§ Exercise
Copy the data below verbatim, line for line, but leave out the pictures.

§ Given entries
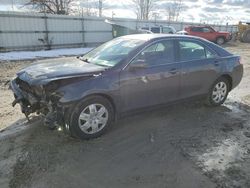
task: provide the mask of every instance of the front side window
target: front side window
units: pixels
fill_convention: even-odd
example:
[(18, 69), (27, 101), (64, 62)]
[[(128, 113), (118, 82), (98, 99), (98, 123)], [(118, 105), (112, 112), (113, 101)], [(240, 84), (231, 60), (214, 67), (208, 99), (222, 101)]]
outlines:
[(180, 41), (180, 60), (189, 61), (195, 59), (205, 59), (206, 53), (203, 46), (195, 42)]
[(172, 29), (169, 27), (163, 27), (162, 31), (163, 31), (163, 33), (173, 33)]
[(216, 57), (216, 54), (214, 52), (196, 42), (180, 41), (179, 48), (181, 61), (199, 60)]
[(113, 67), (144, 42), (138, 39), (117, 38), (104, 43), (80, 59), (100, 66)]
[(192, 27), (191, 31), (193, 31), (193, 32), (202, 32), (202, 28), (201, 27)]
[(153, 33), (160, 33), (161, 31), (160, 31), (160, 27), (151, 27), (151, 31), (153, 32)]
[(174, 61), (174, 42), (166, 40), (156, 42), (144, 49), (132, 63), (143, 62), (150, 67), (173, 63)]
[(202, 31), (203, 31), (203, 33), (210, 33), (210, 32), (212, 32), (212, 30), (210, 28), (208, 28), (208, 27), (204, 27), (202, 29)]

§ Final result
task: provide the mask of every instance of the front side window
target: front side window
units: pixels
fill_convention: even-odd
example:
[(18, 69), (27, 101), (64, 62)]
[[(128, 113), (118, 82), (98, 99), (98, 123)], [(118, 105), (112, 112), (113, 101)], [(240, 84), (231, 60), (214, 67), (208, 99), (222, 101)]]
outlines:
[(180, 41), (180, 60), (189, 61), (195, 59), (205, 59), (206, 53), (203, 46), (195, 42)]
[(172, 29), (169, 27), (163, 27), (162, 31), (163, 31), (163, 33), (173, 33)]
[(216, 57), (216, 54), (214, 52), (196, 42), (180, 41), (179, 48), (181, 61), (199, 60)]
[(113, 67), (144, 42), (138, 39), (117, 38), (104, 43), (80, 59), (100, 66)]
[(192, 27), (191, 31), (193, 31), (193, 32), (202, 32), (202, 28), (201, 27)]
[(153, 33), (160, 33), (161, 31), (160, 31), (160, 27), (151, 27), (151, 31), (153, 32)]
[(174, 61), (174, 42), (166, 40), (156, 42), (144, 49), (132, 63), (143, 62), (150, 67), (173, 63)]
[(202, 31), (203, 31), (203, 33), (210, 33), (210, 32), (212, 32), (212, 30), (210, 28), (208, 28), (208, 27), (204, 27), (202, 29)]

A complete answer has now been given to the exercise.